>>>

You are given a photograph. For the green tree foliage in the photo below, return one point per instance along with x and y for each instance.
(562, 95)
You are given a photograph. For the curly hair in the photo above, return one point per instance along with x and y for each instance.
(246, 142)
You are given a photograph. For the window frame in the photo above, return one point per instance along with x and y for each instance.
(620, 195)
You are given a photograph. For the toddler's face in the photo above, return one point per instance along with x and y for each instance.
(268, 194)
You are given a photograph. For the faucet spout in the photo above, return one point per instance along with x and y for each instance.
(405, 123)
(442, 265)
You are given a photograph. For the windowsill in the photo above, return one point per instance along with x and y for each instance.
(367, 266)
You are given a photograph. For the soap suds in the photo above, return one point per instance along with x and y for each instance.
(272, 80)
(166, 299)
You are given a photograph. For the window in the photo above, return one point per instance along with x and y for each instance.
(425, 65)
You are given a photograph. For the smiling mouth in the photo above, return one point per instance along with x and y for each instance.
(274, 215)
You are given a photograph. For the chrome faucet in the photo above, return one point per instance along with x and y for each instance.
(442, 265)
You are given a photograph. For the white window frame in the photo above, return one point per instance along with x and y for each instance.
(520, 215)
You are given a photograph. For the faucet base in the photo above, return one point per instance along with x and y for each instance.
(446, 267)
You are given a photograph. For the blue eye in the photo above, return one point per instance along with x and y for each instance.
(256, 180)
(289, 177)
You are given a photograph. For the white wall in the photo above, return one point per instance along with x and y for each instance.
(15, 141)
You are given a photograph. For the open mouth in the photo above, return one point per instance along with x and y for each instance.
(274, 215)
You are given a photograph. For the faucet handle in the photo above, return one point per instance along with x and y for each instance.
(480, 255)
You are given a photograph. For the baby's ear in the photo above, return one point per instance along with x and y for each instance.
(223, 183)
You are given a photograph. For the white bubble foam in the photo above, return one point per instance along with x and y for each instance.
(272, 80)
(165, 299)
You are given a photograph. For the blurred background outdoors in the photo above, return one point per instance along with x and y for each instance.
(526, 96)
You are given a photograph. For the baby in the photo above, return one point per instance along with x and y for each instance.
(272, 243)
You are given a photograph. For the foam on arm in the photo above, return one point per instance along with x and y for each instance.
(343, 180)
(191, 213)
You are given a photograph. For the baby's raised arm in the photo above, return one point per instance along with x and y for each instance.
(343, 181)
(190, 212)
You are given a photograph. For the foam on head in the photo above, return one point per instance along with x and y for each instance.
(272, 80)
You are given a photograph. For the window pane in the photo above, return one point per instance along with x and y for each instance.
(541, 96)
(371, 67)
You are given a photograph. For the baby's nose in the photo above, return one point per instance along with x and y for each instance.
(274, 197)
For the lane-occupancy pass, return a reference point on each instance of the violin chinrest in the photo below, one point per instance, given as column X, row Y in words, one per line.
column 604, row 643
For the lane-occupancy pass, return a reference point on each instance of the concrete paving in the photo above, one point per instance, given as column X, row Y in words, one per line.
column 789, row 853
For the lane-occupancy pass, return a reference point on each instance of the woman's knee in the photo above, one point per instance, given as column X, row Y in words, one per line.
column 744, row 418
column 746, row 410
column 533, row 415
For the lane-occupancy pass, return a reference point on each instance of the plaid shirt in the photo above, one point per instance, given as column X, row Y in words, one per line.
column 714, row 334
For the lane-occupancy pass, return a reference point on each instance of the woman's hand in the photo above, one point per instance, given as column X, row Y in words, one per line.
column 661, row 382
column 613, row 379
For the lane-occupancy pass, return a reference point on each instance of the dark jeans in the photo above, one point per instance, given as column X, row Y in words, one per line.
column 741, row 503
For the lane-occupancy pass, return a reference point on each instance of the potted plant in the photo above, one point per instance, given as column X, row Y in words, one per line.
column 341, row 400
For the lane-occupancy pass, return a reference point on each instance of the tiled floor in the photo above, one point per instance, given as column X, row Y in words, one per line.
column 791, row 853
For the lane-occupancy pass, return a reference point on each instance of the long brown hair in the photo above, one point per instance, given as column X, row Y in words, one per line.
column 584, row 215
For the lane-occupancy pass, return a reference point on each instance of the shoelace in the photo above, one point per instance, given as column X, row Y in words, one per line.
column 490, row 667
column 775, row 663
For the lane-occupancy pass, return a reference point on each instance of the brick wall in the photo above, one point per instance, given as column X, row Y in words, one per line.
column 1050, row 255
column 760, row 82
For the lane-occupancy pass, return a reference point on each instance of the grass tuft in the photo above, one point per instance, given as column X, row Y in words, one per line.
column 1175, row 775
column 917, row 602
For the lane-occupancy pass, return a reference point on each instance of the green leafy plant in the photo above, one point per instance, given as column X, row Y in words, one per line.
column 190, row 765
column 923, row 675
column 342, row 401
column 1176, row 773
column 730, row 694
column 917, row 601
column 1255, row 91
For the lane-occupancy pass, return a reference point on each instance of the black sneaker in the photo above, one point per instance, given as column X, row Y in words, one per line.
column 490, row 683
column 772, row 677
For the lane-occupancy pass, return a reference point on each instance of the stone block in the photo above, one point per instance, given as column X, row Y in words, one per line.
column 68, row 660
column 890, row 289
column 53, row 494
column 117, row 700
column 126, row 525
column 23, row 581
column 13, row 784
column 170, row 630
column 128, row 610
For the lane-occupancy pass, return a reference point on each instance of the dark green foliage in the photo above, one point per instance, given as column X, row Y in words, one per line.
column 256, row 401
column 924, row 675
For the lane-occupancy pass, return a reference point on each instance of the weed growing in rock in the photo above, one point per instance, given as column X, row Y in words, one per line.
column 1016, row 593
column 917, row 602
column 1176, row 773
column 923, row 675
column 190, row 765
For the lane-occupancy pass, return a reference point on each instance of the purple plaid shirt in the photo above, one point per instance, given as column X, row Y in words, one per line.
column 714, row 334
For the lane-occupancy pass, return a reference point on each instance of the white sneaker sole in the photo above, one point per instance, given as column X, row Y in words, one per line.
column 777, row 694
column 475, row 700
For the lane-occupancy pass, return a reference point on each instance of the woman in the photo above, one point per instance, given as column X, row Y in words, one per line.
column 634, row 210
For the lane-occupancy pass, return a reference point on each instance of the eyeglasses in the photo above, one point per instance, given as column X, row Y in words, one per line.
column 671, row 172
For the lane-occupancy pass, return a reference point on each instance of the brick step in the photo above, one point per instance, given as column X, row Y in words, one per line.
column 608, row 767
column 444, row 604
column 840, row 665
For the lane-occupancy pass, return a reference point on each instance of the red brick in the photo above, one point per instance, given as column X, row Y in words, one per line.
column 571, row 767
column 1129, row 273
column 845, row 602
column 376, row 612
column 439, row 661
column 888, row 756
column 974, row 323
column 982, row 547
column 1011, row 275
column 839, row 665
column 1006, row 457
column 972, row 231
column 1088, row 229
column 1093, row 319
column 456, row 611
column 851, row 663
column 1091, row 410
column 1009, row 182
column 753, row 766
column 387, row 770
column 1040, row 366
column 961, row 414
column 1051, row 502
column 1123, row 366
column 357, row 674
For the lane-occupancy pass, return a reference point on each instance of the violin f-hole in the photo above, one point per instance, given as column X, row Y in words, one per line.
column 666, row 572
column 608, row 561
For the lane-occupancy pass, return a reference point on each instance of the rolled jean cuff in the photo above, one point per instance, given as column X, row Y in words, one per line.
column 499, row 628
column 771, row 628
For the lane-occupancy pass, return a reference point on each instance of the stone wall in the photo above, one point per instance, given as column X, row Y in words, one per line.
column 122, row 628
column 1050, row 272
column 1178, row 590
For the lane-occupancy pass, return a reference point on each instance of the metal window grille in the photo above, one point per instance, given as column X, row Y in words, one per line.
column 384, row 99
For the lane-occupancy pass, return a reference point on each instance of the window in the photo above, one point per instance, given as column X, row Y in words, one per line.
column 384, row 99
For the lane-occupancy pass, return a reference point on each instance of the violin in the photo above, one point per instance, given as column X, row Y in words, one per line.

<<<

Prompt – Reproduce the records exactly, keeping every line.

Task result –
You are given a photograph. For the green tree foliage in the photo below, return one point per instance along with x and y for each instance.
(562, 95)
You are given a photograph. For the curly hair in the photo above, return one point per instance along with x and y for each instance.
(246, 142)
You are given a photograph. For the window frame in the photo above, return one point per instance along with x and y for each instance.
(620, 195)
You are given a photograph. For the toddler's face in the photo above, return one point per instance along with x and y for each instance.
(268, 194)
You are given a photograph. For the faucet spout in the photo above, return one point per instance along with x and y for each instance.
(405, 123)
(442, 265)
You are given a photograph. For the windowsill in the photo above, return one point per instance along with x and y for each instance.
(367, 266)
You are given a photograph. For the soap suds in the photo above, return one point per instance along with x and y for each instance.
(272, 80)
(166, 299)
You are given a photograph. For the window in the photo above, return one point per instance along with x and y for each instance.
(425, 65)
You are given a photograph. For the smiling mouth in the photo above, return one point per instance along with x and y for each instance.
(274, 215)
You are given a photograph. For the chrome faucet in the photo above, return one point per instance along with x and y for each instance.
(442, 265)
You are given a photograph. For the white window frame in the photo above, return one point per instance along with x and y for each instance.
(520, 215)
You are given a photograph. For the faucet base in the photo above, return one point per instance along with x and y for each instance.
(446, 267)
You are given a photograph. For the blue eye in the photo above, return one point per instance along with x and y for each instance.
(256, 180)
(289, 177)
You are given a photograph. For the white wall in the photo above, return one point per instance along with x and y for each instance.
(15, 141)
You are given a photograph. For the open mouth in the photo above, return one point per instance along with x and y for each instance.
(274, 215)
You are given a photograph. For the faucet handle in the photo above, return one point per instance along with x and y for each instance.
(480, 255)
You are given a photograph. For the baby's ear in the photo above, return one point per instance along with x and y for each instance.
(223, 183)
You are given a photograph. For the white bubble foam in the photo above, return one point per instance along with x and y for each instance.
(272, 80)
(165, 299)
You are given a photograph. For the blurred background outdoors in the photo above, return one point per instance along with x and y for each instance.
(526, 96)
You are given a photograph. For the baby in the photo above, return one point per instance along with x and y for each instance.
(272, 243)
You are given a photograph. For the foam on arm in the photo above, return one point per instance along with x and y for each instance.
(343, 180)
(191, 213)
You are given a photograph. For the baby's raised arm in the photo above, return one point per instance along with x and y for each instance.
(343, 181)
(190, 212)
You are given a photograph. For the foam on head in the photo above, return one point per instance along with x and y for each instance.
(272, 80)
You are given a photograph. For the window pane in the photo above, return one point per instance along with x and y for each instance.
(541, 96)
(371, 67)
You are given a photograph. For the baby's nose in the photo above, return one point per instance along with x and y for each instance.
(274, 197)
For the lane-occupancy pass, return a reference point on each instance of the violin chinrest in the photo below, one point per instance, given as column X, row Y in words, one per line.
column 604, row 643
For the lane-occupancy pass, return a reference point on each instance of the concrete paving in the photo above, one point per instance, given as column X, row Y in words, one per line.
column 789, row 853
For the lane-occupancy pass, return a reference point on each instance of the woman's knee in the photo above, one point per instance, given as column X, row Y in words, one per line.
column 744, row 418
column 746, row 410
column 533, row 415
For the lane-occupancy pass, return a reference point on each instance of the plaid shirt in the photo above, one point per instance, given as column X, row Y in words, one per line.
column 714, row 334
For the lane-occupancy pass, return a reference point on each instance of the woman's hand in the photo above, one point per instance, given as column X, row Y in words, one per line.
column 661, row 382
column 613, row 379
For the lane-occupancy pass, return a reference point on each instance of the dark jeans in the photo above, one point per instance, given as column X, row Y in words, one per line.
column 741, row 503
For the lane-occupancy pass, return a reference point on each instance of the potted plant in the photo above, one point per instance, given as column X, row Y in words, one per line.
column 341, row 400
For the lane-occupancy pass, return a reference point on each instance of the tiled floor in the photo above, one point per instance, given as column X, row Y in words, one per line.
column 791, row 853
For the lane-occupancy pass, return a reference point on each instance of the long brown hair in the photo above, one point per instance, given as column X, row Y in words, one per line.
column 584, row 215
For the lane-occupancy pass, return a reference point on each instance of the shoelace in the photo above, one point per instance, given as column X, row Y in words, one per line.
column 490, row 667
column 775, row 663
For the lane-occupancy pass, return a reference point on each instance of the brick wall in the photo above, one point per instance, given as column X, row Y in words, one per line.
column 1050, row 255
column 760, row 82
For the lane-occupancy pass, return a reference point on each instance of the grass tuft in the photo above, one point per instance, given as column X, row Y in words, one per line.
column 1175, row 775
column 917, row 602
For the lane-occupancy pass, return a reference point on each instance of the green leafy plant in the photo above, one point per instance, given as column X, row Y in words, one per line.
column 190, row 765
column 923, row 675
column 342, row 401
column 1176, row 773
column 730, row 694
column 917, row 601
column 1255, row 91
For the lane-occupancy pass, return a reference point on each instance of the black sneaker in the photo above, one point per instance, given as column X, row Y in words, one per line.
column 490, row 683
column 772, row 677
For the lane-occupancy pass, return a reference point on each instance of the stone block in the photo above, one point per instance, given as column X, row Y in words, one per line.
column 68, row 660
column 890, row 289
column 53, row 494
column 117, row 700
column 126, row 525
column 23, row 581
column 13, row 784
column 170, row 630
column 128, row 610
For the lane-occupancy pass, return a reference point on each instance of the dark green foliage in the photo above, one point per instance, given as column X, row Y in words, one per line.
column 256, row 401
column 924, row 675
For the lane-occupancy pass, return a reference point on each instance of the weed growing in rock in the photo above, one point per instance, given as column X, row Y in words, one per line.
column 1016, row 593
column 917, row 602
column 1176, row 773
column 923, row 675
column 190, row 765
For the lane-occupancy pass, return a reference point on each instance of the purple plaid shirt in the photo above, one point per instance, given as column X, row Y in words, one per line.
column 714, row 334
For the lane-occupancy pass, return a reference point on each instance of the white sneaker sole in the photo above, one point per instance, given as column X, row Y in words, one per line.
column 777, row 694
column 475, row 700
For the lane-occupancy pass, return a reference point on each instance of the woman in the photo above, one point per instance, given as column X, row Y in words, one per line.
column 634, row 210
For the lane-occupancy pass, return a reference point on each instance of the eyeglasses in the photo above, one point per instance, given as column X, row Y in words, one per line.
column 671, row 172
For the lane-occupancy pass, return a reference point on each instance of the brick step in the photo above, one point per instance, given as column X, row Y in words, one per line.
column 608, row 767
column 444, row 604
column 840, row 665
For the lane-occupancy pass, return a reference point on each instance of the red brick in the photo above, one point per instance, given as column X, row Y in words, one per line.
column 571, row 767
column 1129, row 273
column 845, row 602
column 376, row 612
column 439, row 661
column 888, row 756
column 974, row 323
column 982, row 547
column 1011, row 275
column 839, row 665
column 1006, row 457
column 972, row 231
column 1088, row 229
column 1093, row 319
column 456, row 611
column 851, row 663
column 1091, row 410
column 1009, row 182
column 753, row 766
column 387, row 770
column 1040, row 366
column 961, row 414
column 1051, row 502
column 1123, row 366
column 357, row 674
For the lane-occupancy pass, return a reference point on each instance of the violin f-hole in the photo above, one point per instance, given as column X, row Y in words, one per line.
column 666, row 572
column 608, row 561
For the lane-occupancy pass, return a reference point on each instance of the rolled jean cuff in the photo above, one point per instance, given as column X, row Y in words, one per line.
column 499, row 628
column 771, row 628
For the lane-occupancy pass, return a reference point on each instance of the stone wall in the photo above, one point per instance, given as column X, row Y in words, one per line.
column 122, row 628
column 1050, row 272
column 1178, row 590
For the lane-occupancy pass, return a reference point on each instance of the metal window grille in the photo above, one point per instance, given as column X, row Y in words, one per line.
column 384, row 99
For the lane-occupancy pass, return a reference point on each instance of the window in the photo above, one point per instance, given as column X, row Y in words, one per line.
column 384, row 99
For the lane-occupancy pass, return a reference point on each instance of the violin in the photo above, one point per instance, given as column X, row Y in words, one per line.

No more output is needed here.